[caption id="attachment_345873" align="aligncenter" width="690" caption="Lee Atwater (Sumber: www.mintpressnews.com)"][/caption]
Melihat tren kampanye yang sebentar akan berakhir ini, menarik sekali melihat bila banyak bermunculan fitnah atau kampanye hitam yang bertebaran. Sayangnya, pertarungan fitnah ini tak seimbang. Bisa jadi karena satu kubu memang tak ingin fitnah, karena itu dimanfaatkan pihak lainnya.
Isu-isu tentang pemimpin yang Kristen, Tionghoa, antek asing, tak amanah, boneka dan antek komunis bertebaran dan tak bisa dikontrol. Isu terbang ke sana kemari membuat orang harus benar-benar berpikir siapa yang harus mereka pilih. Namun bagi sebagian orang, fitnah-fitnah seperti ini bukanlah hal baru.

YANG PERLU DIKERJAKAN =
1/ Dalam kutipan tentang kampanye hitam, apa yang harus benar-benar dipikirkan orang karena isu terbang ke sana kemari?
2/ Tolong teruskan kutipan tentang kampanye hitam ini, dimulai sesudah kalimat terakhirnya.
Materi sesudah ini berdiri sendiri dan terpisah dari kutipan.

Data kotak pembatas
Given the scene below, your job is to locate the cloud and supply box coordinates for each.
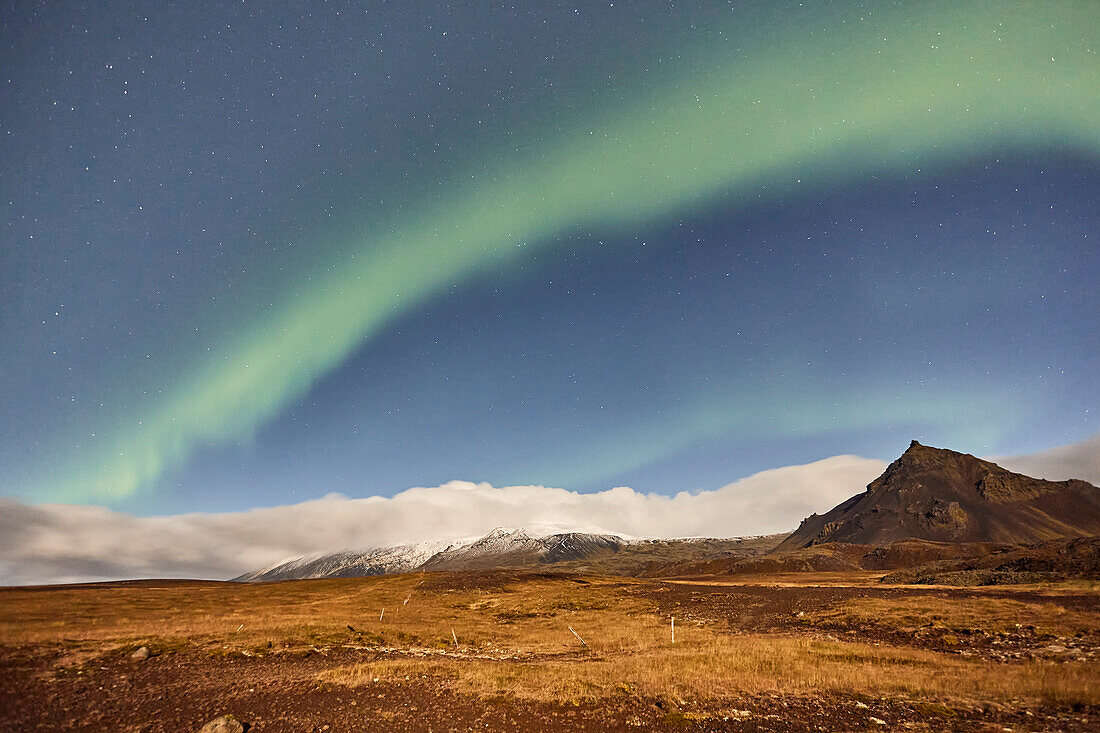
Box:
[993,433,1100,485]
[0,435,1100,584]
[0,456,886,584]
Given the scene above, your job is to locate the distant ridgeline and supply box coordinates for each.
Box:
[777,440,1100,551]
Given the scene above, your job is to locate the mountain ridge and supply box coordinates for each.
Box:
[773,440,1100,553]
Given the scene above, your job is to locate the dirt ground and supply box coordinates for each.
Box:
[0,573,1100,732]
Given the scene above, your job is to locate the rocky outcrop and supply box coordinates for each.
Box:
[777,440,1100,551]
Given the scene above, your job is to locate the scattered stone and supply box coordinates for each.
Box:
[199,715,244,733]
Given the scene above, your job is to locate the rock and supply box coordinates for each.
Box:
[199,715,244,733]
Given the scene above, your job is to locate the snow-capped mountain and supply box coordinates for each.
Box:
[233,527,630,582]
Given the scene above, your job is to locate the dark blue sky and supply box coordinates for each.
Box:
[0,2,1100,513]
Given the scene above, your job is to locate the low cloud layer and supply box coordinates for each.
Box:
[0,435,1100,584]
[992,434,1100,486]
[0,456,886,584]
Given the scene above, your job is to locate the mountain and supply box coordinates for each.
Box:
[419,527,628,570]
[776,440,1100,551]
[233,525,785,582]
[233,527,629,582]
[233,540,470,582]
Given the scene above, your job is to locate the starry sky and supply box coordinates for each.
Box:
[0,0,1100,514]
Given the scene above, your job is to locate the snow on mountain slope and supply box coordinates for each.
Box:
[233,527,631,582]
[233,538,472,582]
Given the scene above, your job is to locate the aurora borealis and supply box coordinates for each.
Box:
[0,1,1100,513]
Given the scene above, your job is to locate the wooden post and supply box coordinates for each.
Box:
[565,626,592,648]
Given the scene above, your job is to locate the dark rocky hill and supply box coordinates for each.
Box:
[777,440,1100,551]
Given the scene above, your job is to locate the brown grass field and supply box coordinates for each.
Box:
[0,571,1100,731]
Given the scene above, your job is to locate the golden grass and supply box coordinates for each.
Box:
[0,575,648,652]
[0,573,1100,704]
[321,628,1100,704]
[809,595,1100,636]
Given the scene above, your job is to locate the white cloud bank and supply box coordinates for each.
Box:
[0,435,1100,584]
[992,434,1100,486]
[0,456,886,584]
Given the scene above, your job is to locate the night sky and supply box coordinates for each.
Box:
[0,0,1100,514]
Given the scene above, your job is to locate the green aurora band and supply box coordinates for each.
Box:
[53,0,1100,501]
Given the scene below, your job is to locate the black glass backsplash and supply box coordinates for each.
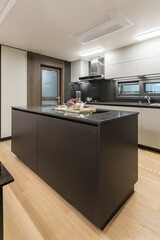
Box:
[69,80,114,102]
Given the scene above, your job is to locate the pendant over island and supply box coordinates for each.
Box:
[12,107,138,229]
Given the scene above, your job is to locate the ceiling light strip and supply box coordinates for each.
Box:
[79,48,104,57]
[136,28,160,41]
[113,76,140,81]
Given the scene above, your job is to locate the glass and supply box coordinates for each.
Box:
[144,82,160,93]
[42,100,58,106]
[121,84,139,94]
[42,69,58,97]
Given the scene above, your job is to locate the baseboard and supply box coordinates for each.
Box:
[138,144,160,153]
[0,137,11,142]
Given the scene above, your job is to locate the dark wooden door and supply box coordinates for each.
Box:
[11,110,37,172]
[41,66,61,106]
[38,116,98,224]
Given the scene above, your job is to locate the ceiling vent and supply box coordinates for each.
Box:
[0,0,17,24]
[69,11,132,44]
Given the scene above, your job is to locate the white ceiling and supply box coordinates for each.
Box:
[0,0,160,61]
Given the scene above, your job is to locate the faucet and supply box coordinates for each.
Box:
[144,96,151,104]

JAWABAN TUGAS =
1/ Siapa yang harus mereka pilih.

2/
Mungkin baru di Indonesia, tapi tidak dalam sejarah politik dunia. Adalah Harvey LeRoy "Lee" Atwater atau Lee Atwater yang menjadi tokoh paling terkenal dalam hal kampanye fitnah seperti ini.
Lee adalah ahli strategy yang paling bertanggung jawab pada kemenangan Bush Sr.sebagai Presiden AS dari partai Republik pada 1988 atas rivalnya Michael Dukakis dari partai Demokrat. Pada waktu itu, hampir semua survei menyatakan bahwa Demokrat akan menang dengan selisih 17 persen.
Namun Lee tak habis pikir. Strateginya yang dikenal dengan ‘The Southern Strategy’ pun segera ia lancarkan. Strategi ini berperan penting dalam permaianan desas desus ketimbang serangan terhadap kelemahan lawan. Hasilnya bukan yang dinamakan kampanye negative, tetapi fitnah dan kampanye hitam.
Waktu itu, Michael Dukakis menjadi presiden pengusung hak-hak kaum minoritas. Paham keberagaman ini menjadi kekuatan penting dan tak terbendung waktu itu. Lalu, apa kelemahan Michael Dukakis untuk diserang? Tak usah pedulikan itu. Sebab dalam southern strategy, kekuatan lawanlah yang menjadi kelemahannya, dan itulah yang diserang.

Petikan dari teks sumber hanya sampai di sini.